### DATA ROWS

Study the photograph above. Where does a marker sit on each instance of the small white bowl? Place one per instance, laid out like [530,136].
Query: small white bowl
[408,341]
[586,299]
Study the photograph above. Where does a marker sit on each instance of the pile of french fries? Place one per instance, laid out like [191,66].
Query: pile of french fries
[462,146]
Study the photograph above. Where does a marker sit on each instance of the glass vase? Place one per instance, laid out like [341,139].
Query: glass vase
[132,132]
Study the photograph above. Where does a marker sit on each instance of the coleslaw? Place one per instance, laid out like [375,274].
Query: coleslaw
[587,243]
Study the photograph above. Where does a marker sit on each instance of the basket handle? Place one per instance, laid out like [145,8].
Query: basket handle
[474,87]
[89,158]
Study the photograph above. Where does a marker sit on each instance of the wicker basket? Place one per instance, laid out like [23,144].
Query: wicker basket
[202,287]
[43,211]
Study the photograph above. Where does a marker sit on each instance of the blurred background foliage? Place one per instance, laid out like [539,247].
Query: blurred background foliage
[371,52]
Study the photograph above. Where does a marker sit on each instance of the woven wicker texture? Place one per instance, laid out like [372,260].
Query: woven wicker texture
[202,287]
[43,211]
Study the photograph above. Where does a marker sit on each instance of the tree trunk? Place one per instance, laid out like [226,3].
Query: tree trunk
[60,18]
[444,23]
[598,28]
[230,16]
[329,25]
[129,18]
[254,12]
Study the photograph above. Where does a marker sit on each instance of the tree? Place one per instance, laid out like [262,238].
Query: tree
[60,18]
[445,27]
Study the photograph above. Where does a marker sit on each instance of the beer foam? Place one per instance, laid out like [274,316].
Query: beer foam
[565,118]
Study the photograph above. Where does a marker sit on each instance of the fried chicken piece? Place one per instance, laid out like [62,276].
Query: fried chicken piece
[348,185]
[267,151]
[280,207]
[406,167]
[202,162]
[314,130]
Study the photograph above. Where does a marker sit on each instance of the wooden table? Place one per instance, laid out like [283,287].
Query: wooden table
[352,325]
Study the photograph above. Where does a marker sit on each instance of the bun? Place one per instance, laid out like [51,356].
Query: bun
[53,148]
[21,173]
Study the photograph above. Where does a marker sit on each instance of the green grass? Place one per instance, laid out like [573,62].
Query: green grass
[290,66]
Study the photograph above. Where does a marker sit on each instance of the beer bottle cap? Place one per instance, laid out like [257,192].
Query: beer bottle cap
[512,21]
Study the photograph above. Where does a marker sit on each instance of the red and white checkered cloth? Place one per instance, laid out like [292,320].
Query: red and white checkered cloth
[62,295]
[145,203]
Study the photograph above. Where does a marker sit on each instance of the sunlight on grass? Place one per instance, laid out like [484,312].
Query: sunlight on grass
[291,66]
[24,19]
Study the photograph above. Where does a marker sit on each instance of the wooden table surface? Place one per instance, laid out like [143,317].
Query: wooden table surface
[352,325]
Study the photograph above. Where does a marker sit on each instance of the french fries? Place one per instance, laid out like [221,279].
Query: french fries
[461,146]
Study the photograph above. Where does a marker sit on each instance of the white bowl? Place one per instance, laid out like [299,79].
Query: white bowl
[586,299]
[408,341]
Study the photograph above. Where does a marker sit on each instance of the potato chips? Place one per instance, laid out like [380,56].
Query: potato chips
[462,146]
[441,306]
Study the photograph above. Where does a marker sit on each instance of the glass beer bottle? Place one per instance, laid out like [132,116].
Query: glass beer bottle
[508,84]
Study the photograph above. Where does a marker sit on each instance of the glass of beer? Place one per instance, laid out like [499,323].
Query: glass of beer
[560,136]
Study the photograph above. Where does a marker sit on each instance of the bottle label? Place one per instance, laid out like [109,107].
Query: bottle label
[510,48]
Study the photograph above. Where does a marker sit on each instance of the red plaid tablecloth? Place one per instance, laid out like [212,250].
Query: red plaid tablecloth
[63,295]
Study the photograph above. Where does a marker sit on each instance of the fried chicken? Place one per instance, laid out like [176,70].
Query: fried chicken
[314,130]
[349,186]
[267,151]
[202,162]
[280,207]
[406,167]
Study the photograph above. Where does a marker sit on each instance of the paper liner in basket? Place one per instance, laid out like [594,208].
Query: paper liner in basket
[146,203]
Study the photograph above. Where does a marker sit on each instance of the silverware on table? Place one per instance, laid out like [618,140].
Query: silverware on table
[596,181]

### OBJECTIVE
Starting at the line that contains "out like [618,140]." and ending with the last line of the entries, write those lines out again, requests included, with every marker coordinate in the answers multiplied by 0.2 and rounded to whole numbers, halves up. Leave the requests and their format samples unchanged.

### TASK OUTPUT
Study the photograph above. Where does a marker sit on each instance of the silverware on table? Place one per instance, laid out like [618,140].
Query: silverware on table
[119,36]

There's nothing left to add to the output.